ECLI:NL:RBARN:2012:BW4722
Rechtbank Arnhem
- Wraking
- M.C.G.J. van Well
- G. Noordraven
- J.C.E. Ackermans-Wijn
- Rechtspraak.nl
Afwijzing van wrakingsverzoek tegen rechters van de Rechtbank Arnhem
In deze zaak heeft de Rechtbank Arnhem op 15 februari 2012 een verzoek tot wraking van de behandelende rechter afgewezen. Het verzoeker, die eerder verschillende wrakingsverzoeken had ingediend, stelde dat de wrakingskamer niet onafhankelijk en onpartijdig was, omdat de leden van de wrakingskamer ook rechters zijn van de rechtbank Arnhem. De rechtbank oordeelde dat het systeem van de wet en relevante jurisprudentie het toestaat dat rechters van dezelfde rechtbank als de gewraakte rechters deelnemen aan de wrakingskamer. Dit is vastgelegd in het wrakingsprotocol van de rechtbank.

***

Beantwoord aan de hand van het geselecteerde fragment de volgende vragen.
1. Welk ECLI-nummer draagt de uitspraak?
2. Op welke grond achtte de verzoeker de wrakingskamer niet onafhankelijk en onpartijdig?
3. In welk document is vastgelegd dat rechters van dezelfde rechtbank aan de wrakingskamer mogen deelnemen?

***

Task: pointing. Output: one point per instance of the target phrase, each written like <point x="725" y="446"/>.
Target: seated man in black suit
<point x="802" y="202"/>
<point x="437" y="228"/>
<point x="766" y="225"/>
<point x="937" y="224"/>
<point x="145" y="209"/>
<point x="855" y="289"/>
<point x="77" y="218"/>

***

Ruimte voor antwoord:
1. ECLI:NL:RBARN:2012:BW4722
2. De leden van de wrakingskamer zijn ook rechters van de rechtbank Arnhem.
3. In het wrakingsprotocol van de rechtbank.